● **Work task**
Please restate the data exactly, from the first line to the last.

● **Data for analysis**
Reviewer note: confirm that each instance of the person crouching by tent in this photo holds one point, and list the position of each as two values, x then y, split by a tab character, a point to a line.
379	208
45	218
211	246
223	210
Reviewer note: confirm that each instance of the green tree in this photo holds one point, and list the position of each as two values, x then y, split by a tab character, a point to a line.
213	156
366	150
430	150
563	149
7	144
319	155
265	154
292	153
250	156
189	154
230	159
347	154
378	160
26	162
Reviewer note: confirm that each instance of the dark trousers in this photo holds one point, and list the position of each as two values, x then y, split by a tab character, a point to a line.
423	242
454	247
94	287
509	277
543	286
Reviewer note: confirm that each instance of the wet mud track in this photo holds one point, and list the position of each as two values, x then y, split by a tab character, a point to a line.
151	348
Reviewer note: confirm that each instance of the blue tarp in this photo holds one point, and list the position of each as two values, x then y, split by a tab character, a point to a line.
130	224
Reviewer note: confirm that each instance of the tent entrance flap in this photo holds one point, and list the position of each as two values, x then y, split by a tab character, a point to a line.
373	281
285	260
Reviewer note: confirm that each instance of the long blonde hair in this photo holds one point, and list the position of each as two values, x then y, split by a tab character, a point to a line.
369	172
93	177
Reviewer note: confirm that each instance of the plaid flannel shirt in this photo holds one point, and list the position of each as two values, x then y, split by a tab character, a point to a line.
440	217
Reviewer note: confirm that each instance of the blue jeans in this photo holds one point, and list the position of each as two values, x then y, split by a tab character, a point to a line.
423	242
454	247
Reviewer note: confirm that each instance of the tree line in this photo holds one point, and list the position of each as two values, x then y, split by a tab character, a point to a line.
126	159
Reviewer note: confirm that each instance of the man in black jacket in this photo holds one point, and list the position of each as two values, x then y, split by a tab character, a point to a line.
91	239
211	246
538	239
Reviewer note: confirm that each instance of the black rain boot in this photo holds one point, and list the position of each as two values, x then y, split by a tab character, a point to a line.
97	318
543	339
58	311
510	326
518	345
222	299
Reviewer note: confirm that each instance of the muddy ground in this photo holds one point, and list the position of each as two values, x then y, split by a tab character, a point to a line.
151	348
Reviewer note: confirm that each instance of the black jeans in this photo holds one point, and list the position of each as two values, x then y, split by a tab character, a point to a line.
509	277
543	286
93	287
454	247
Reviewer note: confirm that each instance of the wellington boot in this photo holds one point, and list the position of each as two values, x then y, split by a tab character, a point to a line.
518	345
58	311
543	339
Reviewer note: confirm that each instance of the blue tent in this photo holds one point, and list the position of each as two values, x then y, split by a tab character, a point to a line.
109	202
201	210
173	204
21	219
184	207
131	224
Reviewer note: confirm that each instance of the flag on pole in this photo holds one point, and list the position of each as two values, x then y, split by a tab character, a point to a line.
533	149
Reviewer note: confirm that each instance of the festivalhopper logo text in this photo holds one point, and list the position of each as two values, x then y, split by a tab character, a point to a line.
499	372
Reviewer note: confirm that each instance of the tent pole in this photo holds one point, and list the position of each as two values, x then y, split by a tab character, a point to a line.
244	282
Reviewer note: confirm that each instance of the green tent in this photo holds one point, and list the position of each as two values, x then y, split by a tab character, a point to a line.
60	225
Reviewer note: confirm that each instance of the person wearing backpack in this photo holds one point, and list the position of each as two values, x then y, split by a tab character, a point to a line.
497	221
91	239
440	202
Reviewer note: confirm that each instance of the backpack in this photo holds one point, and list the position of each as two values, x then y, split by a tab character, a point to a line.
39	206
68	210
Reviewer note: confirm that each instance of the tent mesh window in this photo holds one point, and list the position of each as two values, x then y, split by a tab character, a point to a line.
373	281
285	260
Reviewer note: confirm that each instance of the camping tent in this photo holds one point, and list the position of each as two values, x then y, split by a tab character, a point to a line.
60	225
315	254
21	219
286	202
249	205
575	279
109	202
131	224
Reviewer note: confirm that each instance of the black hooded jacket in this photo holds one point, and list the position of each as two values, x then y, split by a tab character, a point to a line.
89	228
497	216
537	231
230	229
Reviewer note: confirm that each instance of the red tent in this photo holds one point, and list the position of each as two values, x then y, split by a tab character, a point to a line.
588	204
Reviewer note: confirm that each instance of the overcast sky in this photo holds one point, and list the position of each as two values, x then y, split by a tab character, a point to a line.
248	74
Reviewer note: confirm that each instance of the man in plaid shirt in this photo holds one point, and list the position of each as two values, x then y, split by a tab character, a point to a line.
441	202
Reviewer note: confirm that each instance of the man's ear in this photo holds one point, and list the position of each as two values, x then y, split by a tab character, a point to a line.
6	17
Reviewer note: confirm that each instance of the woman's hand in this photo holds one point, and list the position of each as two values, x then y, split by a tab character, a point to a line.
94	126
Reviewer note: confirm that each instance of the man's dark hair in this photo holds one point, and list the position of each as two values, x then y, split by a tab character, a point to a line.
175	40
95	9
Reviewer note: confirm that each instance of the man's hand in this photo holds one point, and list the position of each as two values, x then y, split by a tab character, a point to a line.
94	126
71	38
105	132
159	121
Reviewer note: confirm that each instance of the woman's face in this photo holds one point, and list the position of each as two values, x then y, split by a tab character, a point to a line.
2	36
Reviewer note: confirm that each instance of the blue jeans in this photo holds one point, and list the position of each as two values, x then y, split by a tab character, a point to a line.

● **Response area**
Reviewer note: confirm that each instance of the person crouching by tent in this photo holds one point, and list the position of each as two values, x then y, split by a tab character, a point to a line.
379	208
45	218
211	246
223	210
Reviewer note: confirm that each instance of the green tree in this photo holds one point, and list the position of each as two values, x then y, split by a tab character, a point to a line.
213	156
366	150
430	150
563	149
7	144
319	155
265	154
292	153
250	156
189	154
230	159
347	154
378	160
26	162
Reviewer note: confirm that each instance of the dark trousers in this photo holds one point, and list the position of each as two values, x then y, split by a tab character, a point to a line.
423	242
454	247
94	287
509	277
543	286
Reviewer note: confirm that each instance of the wet mud track in this photo holds one point, and list the position of each as two values, x then y, split by a tab character, a point to a line.
151	348
Reviewer note: confirm that each instance of the blue tarp in this photo holds one point, and list the position of each as two values, x then y, split by a tab character, a point to a line.
130	224
Reviewer note: confirm that each instance of the tent entrance flap in this photo holds one point, and list the position of each as two values, x then y, split by a tab character, a point to a line.
373	281
285	260
Reviewer note: confirm that each instance of the long blonde hair in this photo holds one point, and list the position of each as two values, x then y, split by a tab character, a point to a line.
369	172
93	177
Reviewer note: confirm that each instance of the plaid flannel shirt in this photo holds one point, and list the position of each as two values, x then y, split by a tab character, a point to a line.
440	217
Reviewer note: confirm that each instance of the blue jeans in this photo holds one point, and list the position of each as two values, x then y, split by a tab character, a point to a line.
423	242
454	247
Reviewer note: confirm that each instance of the tree line in this photo holds one point, and list the position of each as two values, x then y, split by a tab character, a point to a line.
126	159
Reviewer note: confirm that each instance of the man in black jacket in this photo holds one point, and list the position of each as two values, x then y, split by a tab character, a point to a line.
91	239
211	246
538	239
Reviewer note: confirm that each instance of the black rain boot in this photo holds one point, and list the position of each as two values, x then y, split by a tab character, a point to a line.
97	318
543	339
58	311
510	326
518	345
222	299
Reviewer note: confirm that each instance of the muddy ground in this photo holds one point, and list the position of each as two values, x then y, split by a tab character, a point to a line.
151	348
Reviewer note: confirm that each instance of the black jeans in this photo holds one point, and list the position of each as two values, x then y, split by a tab character, a point to a line.
509	277
543	286
93	287
454	247
Reviewer note: confirm that each instance of the wellington boot in this photo holds one point, and list the position of each as two values, x then y, split by a tab character, a point to a line.
518	345
58	311
543	339
Reviewer note: confirm that each instance of the blue tent in this photo holds one point, and list the position of each as two values, x then y, split by a tab character, a point to a line.
109	202
201	210
173	204
21	219
184	207
131	224
Reviewer note: confirm that each instance of the flag on pole in this photo holds one point, and list the position of each as two values, x then y, split by a tab character, a point to a line.
533	149
Reviewer note: confirm that each instance of the festivalhopper logo text in this photo holds one point, and list the position of each as two values, x then y, split by a tab character, a point to a line.
499	372
Reviewer note: confirm that each instance of the tent pole in this photo holds one point, and list the position of each as two values, x then y, split by a tab character, a point to a line.
244	282
Reviewer note: confirm that each instance of the green tent in this photo holds one point, and list the position of each as two values, x then y, split by a tab character, a point to a line.
60	225
Reviewer note: confirm that each instance of the person wearing backpack in this photo holds one point, and list the position of each as two values, x then y, split by a tab character, a point to a line.
497	221
91	239
440	202
Reviewer note: confirm that each instance of the backpack in this photo holds one point, and list the position of each as two values, x then y, split by a tab character, a point to a line.
39	206
68	210
Reviewer note: confirm that each instance of the tent mesh window in this photo holds one point, and list the position of each as two values, x then y, split by a tab character, a point to a line.
373	281
285	260
Reviewer note: confirm that each instance of the camping tent in this photo holds one point, and list the position of each as two values, x then y, split by a tab character, a point to a line.
60	225
315	254
21	219
286	202
249	205
575	279
109	202
131	224
Reviewer note: confirm that each instance of the black hooded jacket in this photo holds one point, and list the position of each as two values, x then y, split by a tab character, a point to a line.
89	228
497	216
537	231
230	229
Reviewer note: confirm that each instance of the red tent in this photo holds one point, and list the position of each as two values, x then y, split by a tab character, a point to a line.
588	204
Reviewer note: confirm that each instance of the overcast sky in this photo holds one point, and list the position of each as two values, x then y, split by a tab character, a point to a line.
248	74
Reviewer note: confirm that each instance of the man in plaid shirt in this photo holds one point, and list the position of each as two values, x then y, split by a tab character, a point to a line.
441	202
Reviewer note: confirm that each instance of the man's ear in this photo holds one point, and list the position of each as two values, x then y, split by a tab character, a point to a line.
6	17
Reviewer note: confirm that each instance of the woman's hand in this photo holds one point, and list the position of each as two values, x then y, split by a tab character, a point to a line.
94	126
Reviewer note: confirm that each instance of the man's dark hair in this photo holds one point, and list the position of each as two values, x then y, split by a tab character, a point to a line.
175	40
95	9
Reviewer note: confirm that each instance of the man's hand in this photo holds one point, and list the position of each as two values, x then y, split by a tab character, a point to a line.
94	126
71	38
105	132
159	121
Reviewer note: confirm that each instance of the woman's face in this photo holds one point, and list the position of each as two values, x then y, split by a tab character, a point to a line.
2	36
Reviewer note: confirm that each instance of the blue jeans in this photo holds one point, and list the position of each as two values, x then y, split by a tab character, a point to a line.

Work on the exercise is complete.